**INPUT DATA**
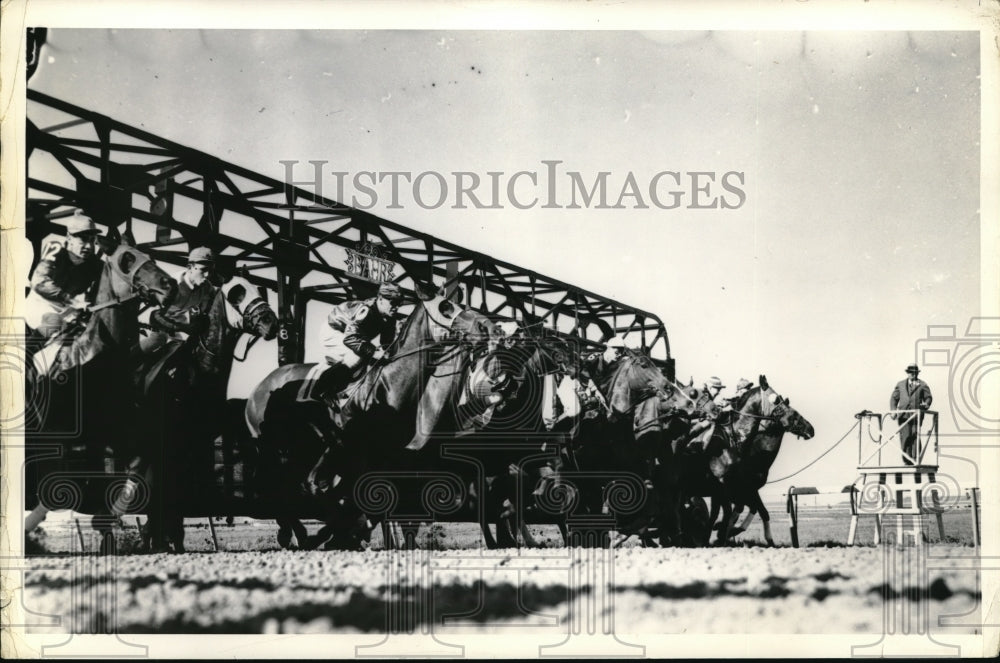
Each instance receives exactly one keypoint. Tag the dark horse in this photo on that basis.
(735, 463)
(310, 460)
(635, 436)
(83, 401)
(183, 410)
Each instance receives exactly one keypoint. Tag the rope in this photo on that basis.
(849, 431)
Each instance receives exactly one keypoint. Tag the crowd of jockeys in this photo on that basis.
(357, 332)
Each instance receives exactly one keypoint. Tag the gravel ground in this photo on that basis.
(458, 587)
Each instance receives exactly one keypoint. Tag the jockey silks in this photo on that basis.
(57, 281)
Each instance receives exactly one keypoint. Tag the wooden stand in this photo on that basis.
(900, 494)
(894, 482)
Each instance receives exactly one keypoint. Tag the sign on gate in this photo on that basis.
(368, 262)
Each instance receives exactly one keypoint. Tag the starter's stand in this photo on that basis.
(894, 483)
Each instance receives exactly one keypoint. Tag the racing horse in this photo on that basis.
(635, 435)
(311, 457)
(80, 391)
(183, 389)
(513, 445)
(736, 461)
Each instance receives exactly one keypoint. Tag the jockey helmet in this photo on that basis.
(201, 254)
(391, 292)
(80, 224)
(616, 342)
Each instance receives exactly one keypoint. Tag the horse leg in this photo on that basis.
(727, 516)
(757, 506)
(175, 532)
(286, 532)
(742, 527)
(35, 518)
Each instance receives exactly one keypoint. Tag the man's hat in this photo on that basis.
(201, 254)
(80, 224)
(391, 292)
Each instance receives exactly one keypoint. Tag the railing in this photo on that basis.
(871, 431)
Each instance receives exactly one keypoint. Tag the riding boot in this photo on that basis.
(330, 383)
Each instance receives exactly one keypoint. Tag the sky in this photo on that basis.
(859, 154)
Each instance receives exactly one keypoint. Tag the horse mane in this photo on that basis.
(97, 334)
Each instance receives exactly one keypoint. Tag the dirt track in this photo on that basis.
(706, 590)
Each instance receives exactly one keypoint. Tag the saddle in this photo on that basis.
(154, 365)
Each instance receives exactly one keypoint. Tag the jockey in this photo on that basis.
(188, 314)
(599, 367)
(63, 280)
(353, 325)
(742, 387)
(708, 407)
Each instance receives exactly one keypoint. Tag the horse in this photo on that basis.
(637, 434)
(83, 402)
(512, 446)
(735, 463)
(391, 411)
(184, 387)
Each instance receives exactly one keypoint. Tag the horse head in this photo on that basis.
(247, 309)
(635, 379)
(768, 404)
(133, 273)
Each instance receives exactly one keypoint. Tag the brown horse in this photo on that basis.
(83, 401)
(632, 443)
(309, 461)
(735, 464)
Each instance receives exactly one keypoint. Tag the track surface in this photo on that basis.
(452, 585)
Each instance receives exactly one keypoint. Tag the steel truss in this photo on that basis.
(300, 245)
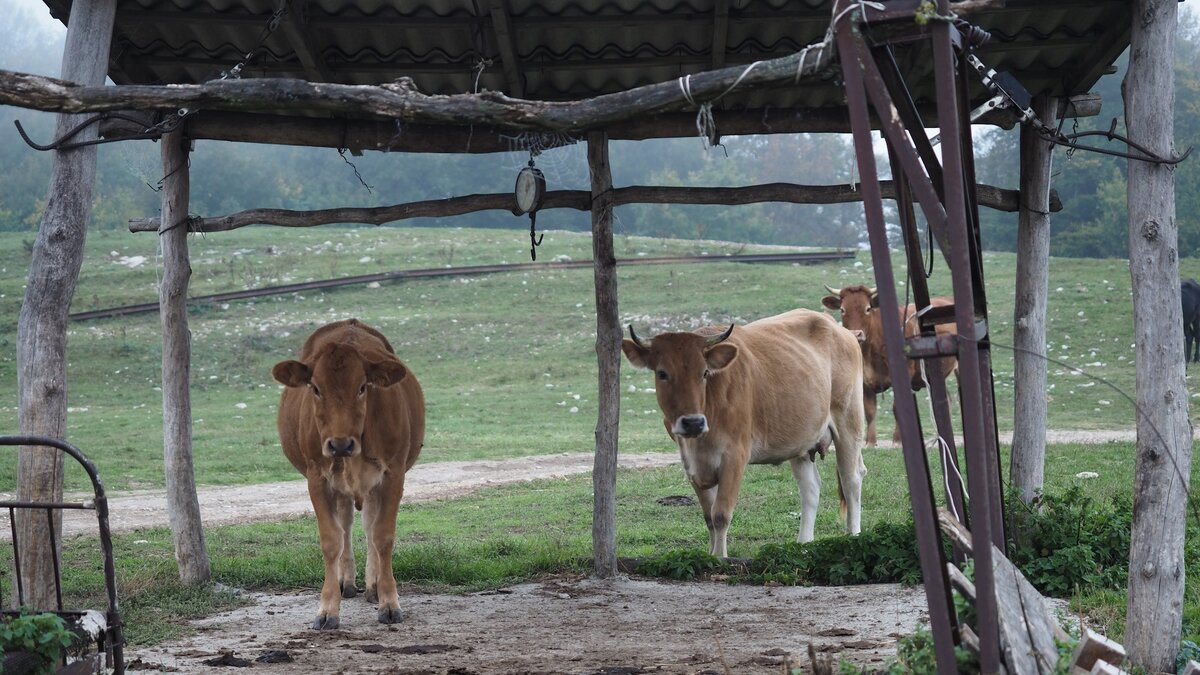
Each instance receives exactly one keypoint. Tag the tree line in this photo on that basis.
(229, 177)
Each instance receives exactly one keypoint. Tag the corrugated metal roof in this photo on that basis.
(556, 51)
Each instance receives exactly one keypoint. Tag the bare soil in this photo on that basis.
(561, 625)
(555, 625)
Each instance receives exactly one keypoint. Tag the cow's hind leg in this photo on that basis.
(347, 569)
(869, 410)
(379, 521)
(809, 482)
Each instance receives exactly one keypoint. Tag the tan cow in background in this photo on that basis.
(352, 420)
(859, 314)
(778, 389)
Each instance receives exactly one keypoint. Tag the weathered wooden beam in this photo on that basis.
(579, 199)
(183, 506)
(400, 100)
(1093, 647)
(604, 473)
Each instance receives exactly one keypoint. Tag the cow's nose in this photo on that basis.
(341, 447)
(691, 425)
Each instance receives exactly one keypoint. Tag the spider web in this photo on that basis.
(562, 157)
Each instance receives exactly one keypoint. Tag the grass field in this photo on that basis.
(508, 360)
(508, 365)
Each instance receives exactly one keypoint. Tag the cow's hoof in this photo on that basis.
(390, 615)
(327, 622)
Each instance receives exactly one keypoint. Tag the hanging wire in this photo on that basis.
(1141, 413)
(341, 151)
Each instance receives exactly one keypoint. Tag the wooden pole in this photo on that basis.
(1164, 435)
(1026, 469)
(41, 327)
(604, 475)
(183, 506)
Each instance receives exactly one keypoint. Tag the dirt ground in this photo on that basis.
(561, 625)
(557, 625)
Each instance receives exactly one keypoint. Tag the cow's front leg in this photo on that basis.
(379, 521)
(706, 496)
(723, 506)
(809, 482)
(329, 527)
(347, 569)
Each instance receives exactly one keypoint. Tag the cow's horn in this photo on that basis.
(634, 336)
(720, 338)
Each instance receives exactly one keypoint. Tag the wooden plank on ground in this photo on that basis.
(1093, 647)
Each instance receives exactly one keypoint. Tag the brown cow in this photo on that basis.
(858, 305)
(778, 389)
(352, 420)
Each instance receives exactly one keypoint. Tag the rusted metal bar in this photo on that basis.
(54, 559)
(933, 563)
(931, 368)
(16, 557)
(951, 117)
(114, 638)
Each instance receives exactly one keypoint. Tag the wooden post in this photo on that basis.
(1026, 470)
(41, 327)
(604, 475)
(183, 506)
(1164, 435)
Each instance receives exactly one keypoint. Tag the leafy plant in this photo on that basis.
(1188, 651)
(1066, 541)
(42, 634)
(681, 565)
(916, 655)
(883, 553)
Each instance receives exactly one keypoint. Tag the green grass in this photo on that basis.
(503, 359)
(497, 354)
(511, 533)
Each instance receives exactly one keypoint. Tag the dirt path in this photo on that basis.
(424, 482)
(585, 626)
(289, 499)
(557, 625)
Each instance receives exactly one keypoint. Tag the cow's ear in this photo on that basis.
(720, 356)
(292, 374)
(635, 353)
(385, 374)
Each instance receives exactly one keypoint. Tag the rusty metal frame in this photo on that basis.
(112, 641)
(945, 190)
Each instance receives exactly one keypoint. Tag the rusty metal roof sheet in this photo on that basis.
(570, 49)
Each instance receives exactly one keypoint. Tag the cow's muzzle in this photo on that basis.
(690, 425)
(342, 447)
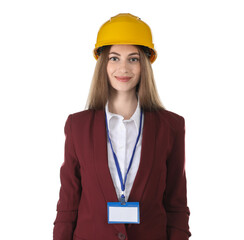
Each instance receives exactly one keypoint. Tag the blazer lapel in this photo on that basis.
(101, 162)
(101, 157)
(147, 157)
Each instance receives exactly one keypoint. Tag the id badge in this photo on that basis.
(126, 213)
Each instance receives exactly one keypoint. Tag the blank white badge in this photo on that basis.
(127, 213)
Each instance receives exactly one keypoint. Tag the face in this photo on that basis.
(123, 67)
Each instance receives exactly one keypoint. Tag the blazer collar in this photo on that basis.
(135, 116)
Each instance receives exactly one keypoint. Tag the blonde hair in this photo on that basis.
(146, 88)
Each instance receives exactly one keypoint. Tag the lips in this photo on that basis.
(123, 79)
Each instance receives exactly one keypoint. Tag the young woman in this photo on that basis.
(123, 175)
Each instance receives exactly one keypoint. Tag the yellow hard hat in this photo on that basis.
(125, 28)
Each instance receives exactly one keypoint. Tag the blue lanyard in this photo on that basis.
(122, 199)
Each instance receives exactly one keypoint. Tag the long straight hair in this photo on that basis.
(145, 89)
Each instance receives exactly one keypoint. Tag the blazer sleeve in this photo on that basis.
(175, 196)
(70, 190)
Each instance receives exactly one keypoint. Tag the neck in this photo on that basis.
(123, 104)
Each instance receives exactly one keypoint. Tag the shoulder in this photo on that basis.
(81, 117)
(170, 119)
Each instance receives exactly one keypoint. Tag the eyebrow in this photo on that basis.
(135, 53)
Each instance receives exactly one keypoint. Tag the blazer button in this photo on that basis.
(121, 236)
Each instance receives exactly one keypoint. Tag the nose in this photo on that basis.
(123, 66)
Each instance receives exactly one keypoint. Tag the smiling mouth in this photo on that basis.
(123, 79)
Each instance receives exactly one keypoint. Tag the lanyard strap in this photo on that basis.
(122, 183)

**DIRECTIVE**
Copy out the lines from the line containing "Each instance receives exactly one keypoint. Tag the blue" to the end of the listing above, without alteration.

**RESPONSE FOR THIS EXERCISE**
Each instance receives exactly one keypoint. Tag the blue lanyard in this photo on that basis.
(122, 199)
Each instance receives exactly one keypoint. Tag the long straight hair in this photo on that basis.
(145, 89)
Each instance receives exactly one keypoint. Tag the blazer sleeve in this photo on that basis.
(175, 196)
(70, 190)
Each instance receives exactly one keypoint. Tag the neck in this photo on that basis.
(123, 104)
Each instance receives exactly one keypoint. Tag the shoulder in this photo on that basis.
(81, 117)
(170, 119)
Each instance receives exactly one keypoint. Tag the eyebrow in this photo on that basis.
(135, 53)
Each instance receives exactly one keypoint. Tag the blazer button in this photo on that basis.
(121, 236)
Each instance receives exactly one keypoint. Tag the nose in this photo on that basis.
(123, 66)
Each instance receives exactly one keypoint. Tag the smiling mouth in this photo on that basis.
(123, 79)
Each instance receives exactly one keypoint. Tag the lanyard strap in this photo on that basis.
(122, 183)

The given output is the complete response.